Start of TEXT SEGMENT

Angle Health Co-founder and CEO Ty Wang thinks recent CMS and FDA initiatives will set a precedent that goes beyond Medicare.
The “Advancing Chronic Care with Effective, Scalable Solutions Model” from CMS and “Technology-Enabled Meaningful Patient Outcomes for Digital Health Devices Pilot” from the FDA are voluntary programs that work together to expand technology-supported care through outcomes-oriented approaches.
ACCESS focuses on innovations for early cardio-kidney-metabolic conditions, cardio-kidney-metabolic conditions, musculoskeletal conditions and behavioral health. CMS said original Medicare historically lacked payment models to support technology for these conditions.
“Combined with TEMPO, [ACCESS] really unlocks the ability for a lot of these medical devices … to accelerate their development timelines, where they’re able to create evidence in real-world situations,” Mr. Wang said in an interview with Becker’s.
With these programs, Mr. Wang is expecting a faster turnaround for verifying efficacy.
“For the greater payer landscape, it’s going to really reduce the time between actually adopting a lot of these programs, being able to show the clinical proof, and for these companies to be able to show [return on investment] and receive payment.”
But Mr. Wang was not just talking about Medicare payers. Angle Health recently raised $134 million in series B funding to expand its benefits platform, and Mr. Wang is focused on reshaping the healthcare infrastructure to better accommodate small-to-medium-sized employers.
“What Medicare cares about eventually moves into what commercial plans will eventually care about, too,” he said.
Mr. Wang said commercial payers struggle with “a very noisy vendor space,” teeming with initiatives for chronic disease management. These kinds of programs can help payers with “picking the winners and losers and who’s going to survive” in today’s competitive vendor landscape.
“What commercial payers want is to have less noise, to really understand what’s working, what’s not, to have that clearer signal,” Mr. Wang said.

End of TEXT SEGMENT
Start of ENTRIES PROVIDED

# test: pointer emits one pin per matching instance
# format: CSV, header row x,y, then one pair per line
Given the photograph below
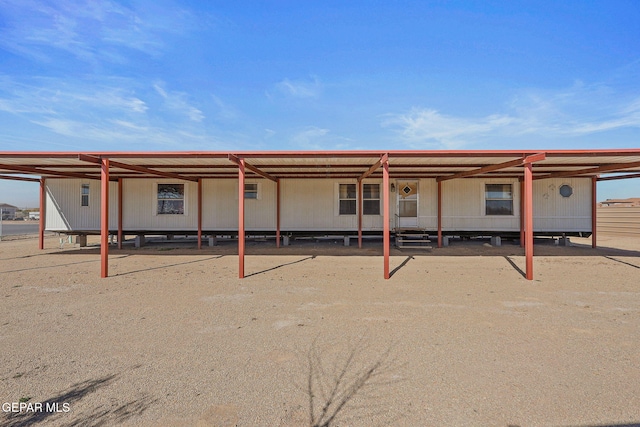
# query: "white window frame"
x,y
82,195
487,199
340,199
364,199
184,199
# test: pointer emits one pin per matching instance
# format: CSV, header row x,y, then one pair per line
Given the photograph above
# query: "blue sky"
x,y
224,75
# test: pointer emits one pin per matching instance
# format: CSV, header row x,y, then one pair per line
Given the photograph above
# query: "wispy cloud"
x,y
177,102
299,88
309,136
111,111
92,31
316,138
577,111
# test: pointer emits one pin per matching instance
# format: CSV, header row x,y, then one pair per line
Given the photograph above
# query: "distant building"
x,y
632,201
8,211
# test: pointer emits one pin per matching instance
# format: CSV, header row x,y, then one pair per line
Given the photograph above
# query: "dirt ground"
x,y
315,336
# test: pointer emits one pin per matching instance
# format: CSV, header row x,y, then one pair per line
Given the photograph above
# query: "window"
x,y
347,199
498,199
170,199
566,190
371,199
251,191
84,195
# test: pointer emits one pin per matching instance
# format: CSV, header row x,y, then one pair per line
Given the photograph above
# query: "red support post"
x,y
200,213
241,235
278,213
359,195
528,219
439,214
43,214
120,225
104,217
386,238
594,210
522,213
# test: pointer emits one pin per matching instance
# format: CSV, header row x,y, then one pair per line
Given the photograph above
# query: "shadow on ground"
x,y
61,408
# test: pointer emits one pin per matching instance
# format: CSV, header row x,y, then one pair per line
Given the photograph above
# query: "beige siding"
x,y
618,220
312,204
552,212
220,205
463,206
63,210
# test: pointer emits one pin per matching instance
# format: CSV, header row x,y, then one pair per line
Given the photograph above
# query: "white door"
x,y
407,204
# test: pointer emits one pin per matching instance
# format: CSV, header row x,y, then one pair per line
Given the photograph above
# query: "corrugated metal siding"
x,y
140,206
552,212
463,206
618,220
220,205
64,211
312,204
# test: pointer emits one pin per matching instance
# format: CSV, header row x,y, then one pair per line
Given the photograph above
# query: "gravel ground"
x,y
456,337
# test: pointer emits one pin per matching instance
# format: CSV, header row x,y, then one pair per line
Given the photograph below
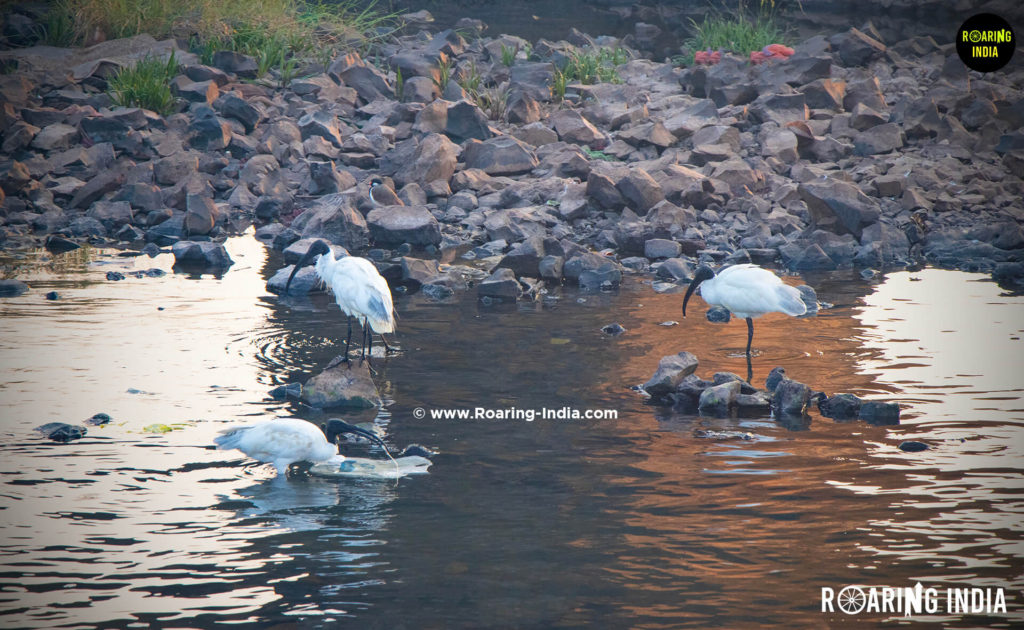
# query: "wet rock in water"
x,y
397,224
911,446
671,372
719,315
291,391
711,434
662,248
790,399
201,254
58,245
757,404
502,285
343,385
719,400
840,407
304,282
98,419
613,329
878,413
61,431
12,288
809,297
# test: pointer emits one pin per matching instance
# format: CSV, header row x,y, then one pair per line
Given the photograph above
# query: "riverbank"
x,y
854,152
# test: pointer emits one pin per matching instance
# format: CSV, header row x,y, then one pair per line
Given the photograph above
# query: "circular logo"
x,y
985,42
851,599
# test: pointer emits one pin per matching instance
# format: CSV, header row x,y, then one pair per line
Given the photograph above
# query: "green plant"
x,y
508,54
599,155
558,82
470,79
443,73
740,31
145,85
494,101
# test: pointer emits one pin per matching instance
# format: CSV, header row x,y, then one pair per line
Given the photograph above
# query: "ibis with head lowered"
x,y
747,291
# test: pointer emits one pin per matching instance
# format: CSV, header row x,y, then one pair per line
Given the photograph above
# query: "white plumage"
x,y
358,288
749,291
281,442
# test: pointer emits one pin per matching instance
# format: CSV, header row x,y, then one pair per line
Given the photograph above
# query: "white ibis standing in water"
x,y
283,442
359,290
747,291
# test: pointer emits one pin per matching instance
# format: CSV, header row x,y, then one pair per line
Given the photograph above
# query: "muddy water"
x,y
633,521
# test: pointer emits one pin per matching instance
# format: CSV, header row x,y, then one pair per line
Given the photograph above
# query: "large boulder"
x,y
397,224
344,385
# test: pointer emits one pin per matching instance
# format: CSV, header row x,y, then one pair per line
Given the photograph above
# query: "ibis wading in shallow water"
x,y
359,290
747,291
283,442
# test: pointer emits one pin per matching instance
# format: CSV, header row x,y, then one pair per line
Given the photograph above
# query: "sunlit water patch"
x,y
651,519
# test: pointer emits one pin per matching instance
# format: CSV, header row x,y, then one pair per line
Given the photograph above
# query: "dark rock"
x,y
718,315
201,254
882,138
210,133
550,267
236,64
719,400
333,218
856,48
102,183
774,378
839,207
671,372
911,446
241,110
501,285
61,432
98,419
466,121
12,288
640,191
433,161
572,127
344,385
59,245
397,224
320,123
500,156
878,413
840,407
612,329
524,258
790,399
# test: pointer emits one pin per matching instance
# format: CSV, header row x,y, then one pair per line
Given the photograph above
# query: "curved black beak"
x,y
317,248
702,273
335,427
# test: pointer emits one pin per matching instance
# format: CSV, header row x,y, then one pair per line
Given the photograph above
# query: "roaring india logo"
x,y
985,42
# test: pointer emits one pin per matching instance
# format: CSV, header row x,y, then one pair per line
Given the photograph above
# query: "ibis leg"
x,y
348,339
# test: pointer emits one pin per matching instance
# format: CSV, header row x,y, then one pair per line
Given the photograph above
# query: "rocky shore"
x,y
853,152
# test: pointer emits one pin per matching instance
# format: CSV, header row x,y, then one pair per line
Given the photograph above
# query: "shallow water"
x,y
633,521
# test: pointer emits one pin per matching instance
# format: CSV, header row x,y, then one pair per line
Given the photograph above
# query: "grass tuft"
x,y
146,85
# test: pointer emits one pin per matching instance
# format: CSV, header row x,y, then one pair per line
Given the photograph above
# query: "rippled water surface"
x,y
635,521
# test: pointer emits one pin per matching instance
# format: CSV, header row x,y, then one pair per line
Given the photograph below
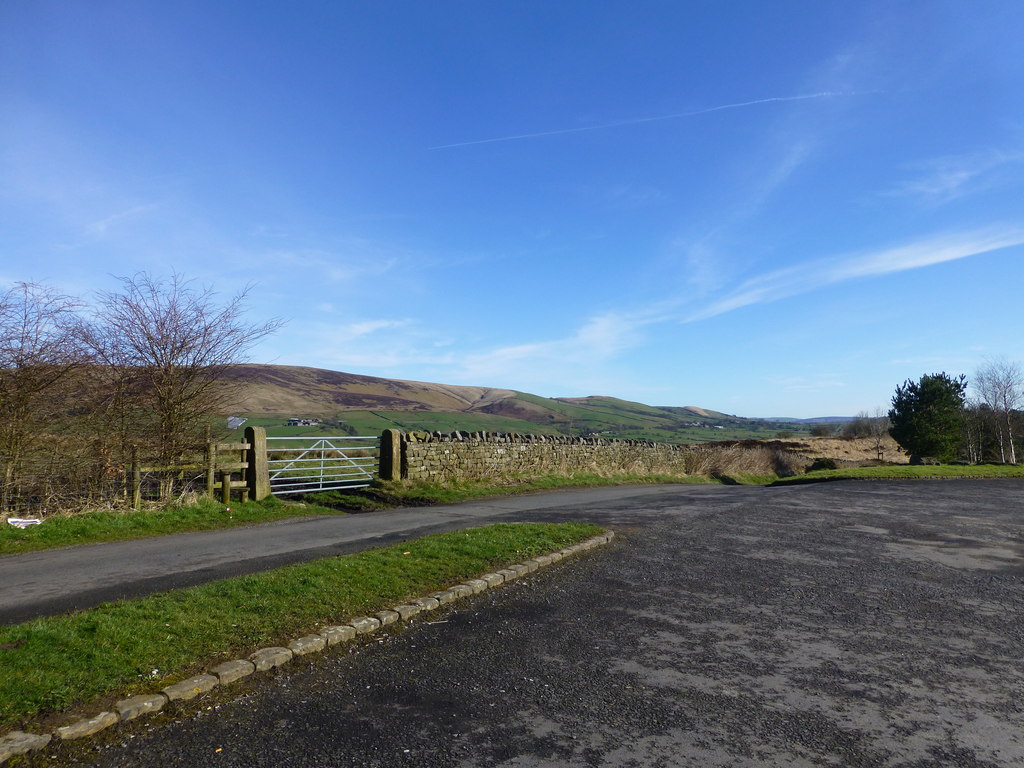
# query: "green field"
x,y
601,418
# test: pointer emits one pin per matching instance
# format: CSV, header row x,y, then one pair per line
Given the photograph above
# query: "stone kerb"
x,y
15,743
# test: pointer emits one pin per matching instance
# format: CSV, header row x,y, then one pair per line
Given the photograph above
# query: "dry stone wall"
x,y
470,456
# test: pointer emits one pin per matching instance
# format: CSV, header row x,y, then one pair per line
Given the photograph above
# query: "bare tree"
x,y
166,346
879,430
1000,386
40,348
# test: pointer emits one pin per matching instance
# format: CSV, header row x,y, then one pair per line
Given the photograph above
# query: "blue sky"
x,y
765,208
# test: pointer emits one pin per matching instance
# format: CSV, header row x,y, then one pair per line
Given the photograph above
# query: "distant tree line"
x,y
946,418
85,387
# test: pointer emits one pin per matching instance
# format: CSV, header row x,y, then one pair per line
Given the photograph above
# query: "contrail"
x,y
636,121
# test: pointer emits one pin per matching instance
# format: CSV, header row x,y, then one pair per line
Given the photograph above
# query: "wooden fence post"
x,y
225,486
136,480
258,473
390,459
211,469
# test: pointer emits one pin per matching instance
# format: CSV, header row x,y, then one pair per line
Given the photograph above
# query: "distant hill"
x,y
367,404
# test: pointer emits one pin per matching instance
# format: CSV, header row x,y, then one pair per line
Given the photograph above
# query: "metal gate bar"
x,y
304,465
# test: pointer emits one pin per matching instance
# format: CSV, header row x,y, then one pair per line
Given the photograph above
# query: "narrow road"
x,y
74,578
839,625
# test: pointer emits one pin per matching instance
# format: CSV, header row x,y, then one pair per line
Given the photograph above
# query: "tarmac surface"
x,y
848,624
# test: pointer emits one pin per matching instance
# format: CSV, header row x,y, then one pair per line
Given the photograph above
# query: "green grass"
x,y
92,527
905,471
95,527
55,664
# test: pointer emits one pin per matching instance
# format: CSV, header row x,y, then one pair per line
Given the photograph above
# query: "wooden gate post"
x,y
258,473
390,459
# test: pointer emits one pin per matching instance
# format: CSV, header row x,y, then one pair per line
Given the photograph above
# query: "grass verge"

End of ENTRIES PROVIDED

## TASK INSTRUCTIONS
In the article on the CMS and FDA initiatives, how much did Angle Health raise in its series B funding?

## REPLY TO THE EXERCISE
$134 million